- [ESERCIZI PROPOSTI]
**a)** Riporta, per favore, il brano sulla politica giapponese tra "La meteora del" e "proprio dissenso politico.", estremi inclusi.
**b)** Rispondi a queste domande sul brano sulla politica giapponese:
(i) Qual è il numero minimo di aderenti necessario per fondare un nuovo partito politico?
(ii) Chi è il successore di Hatoyama alla guida del governo?
(iii) Quanti seggi della Camera Alta sono in palio alle elezioni dell'11 luglio?

- [BRANO ESTRATTO]
È un luglio molto caldo, quello che è appena iniziato qui in Giappone, climaticamente e politicamente caldo. Dopo la vittoria nelle elezioni politiche, per la Camera Bassa, dello DPJ (Partito Democratico Giapponese) e l’insediamento del Governo Hatoyama, l’LDP (Partito Liberal Democratico) dopo oltre 60 anni, quasi ininterroti, di potere, ha cominciato un ineluttabile processo di implosione, causato soprattutto dalla defezione di singoli parlamentari, ma più spesso di gruppi di parlamentari, composti in genere da un minimo di 5 membri, cioè del numero minimo di aderenti per fondare un nuovo partito politico.
La meteora del Governo Hatoyama si è rapidamente spenta, a causa della mancanza di leadership del Premier, delle continue lotte interne al partito, ma soprattutto a causa dell’incapacità del Governo di risolvere il problema della rilcollocazione, fuori da Okinawa della base militare americana di Futenma. Un problema che ha suscitato forti sentimenti e atteggiamenti anti governativi, ma anche anti americani, un fenomeno inconsueto in un paese poco avezzo a esternare il proprio dissenso politico.
Per ritrovare una reazione di simile grandezza, bisogna risalire alla proteste pacifiste della fine degli anni 60, questo è indice forse che i rapporti bilaterali tra USA e Giappone sono arrivati ad un momento di ripensamento. Il successore di Hatoyama, Naoto Kan, appena salito al posto di comando del governo, si trova ora ad affrontare una campagna elettorale difficile, resa ancor più complessa dalla comparsa sulla scena politica, di una vera e propria galassia di nuovi partiti, micro partiti e indipendenti che si devono competere i 121 seggi della Camera Alta (Sanjiin), il prossimo 11 luglio. Le elezioni rappresentano il banco di prova del nuovo Governo e una sconfitta, o l’impossibilità di ottenere una maggioranza sicura da parte del Partito Democratico rappresenterebbe quasi sicuramente la fine del Governo Kan.
Se questo avvenisse, si aprirebbe uno scenario di grave instabilità politica, nessun altro partito infatti, sembra essere in grado di raggiungere una maggioranza relativa e la forte frammentazione dello spettro politico si presta solo alla formazione di governi deboli.
In sintesi: il quadro politico, alla vigilia delle prossime elezioni per il rinnovo delle cariche parlamentari non non è mai stato così caotico. Sul piano economico, gli indici descrivono un paese che stenta ancora ad uscire da una crisi diventata troppo lunga. La situazione geopolitica, sullo scacchiere asiatico, risulta incerta, con una Cina che assume un ruolo sempre più importante e un Giappone che sembra avere difficoltà a trovare il suo ruolo nel nuovo scacchiere mondiale.

- [ESTRATTO DEL DATASET]
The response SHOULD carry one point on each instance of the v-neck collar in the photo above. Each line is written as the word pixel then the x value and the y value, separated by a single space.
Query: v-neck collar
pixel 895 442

- [SOLUZIONI]
**a)**
La meteora del Governo Hatoyama si è rapidamente spenta, a causa della mancanza di leadership del Premier, delle continue lotte interne al partito, ma soprattutto a causa dell’incapacità del Governo di risolvere il problema della rilcollocazione, fuori da Okinawa della base militare americana di Futenma. Un problema che ha suscitato forti sentimenti e atteggiamenti anti governativi, ma anche anti americani, un fenomeno inconsueto in un paese poco avezzo a esternare il proprio dissenso politico.

**b)**
(i) Cinque membri.
(ii) Naoto Kan.
(iii) 121 seggi.